• The input:
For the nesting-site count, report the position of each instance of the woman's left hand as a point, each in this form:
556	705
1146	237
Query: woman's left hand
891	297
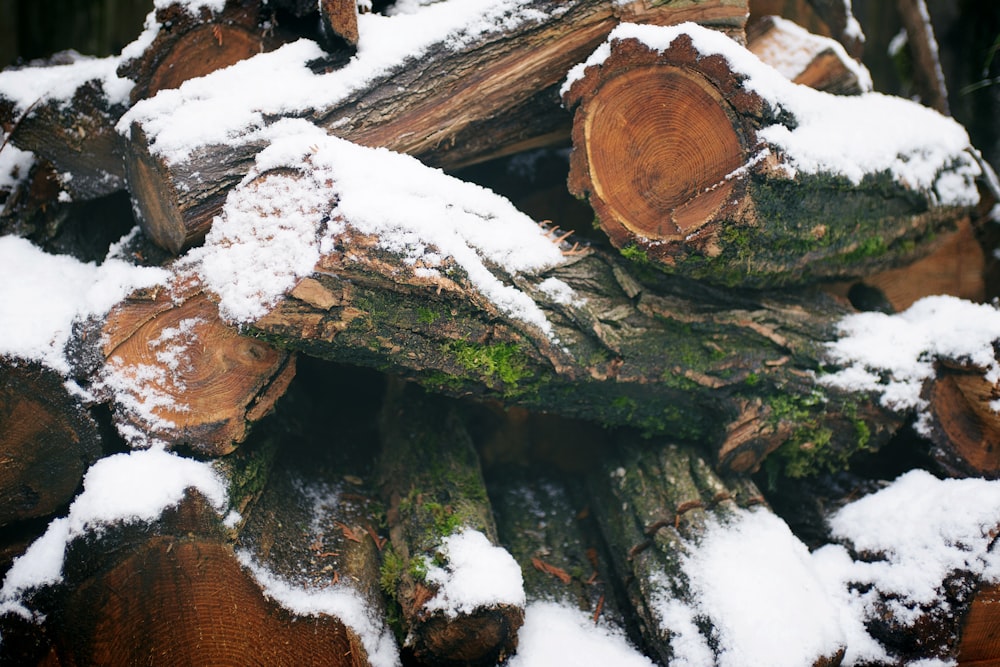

• Exercise brief:
Return the lines above character for character, leaving the pictures out of your reply.

• Completed exercise:
For the nesting-site count, report the position of each instance of the woman's left hand as a point, each in this form:
556	705
1146	237
Query: woman's left hand
891	297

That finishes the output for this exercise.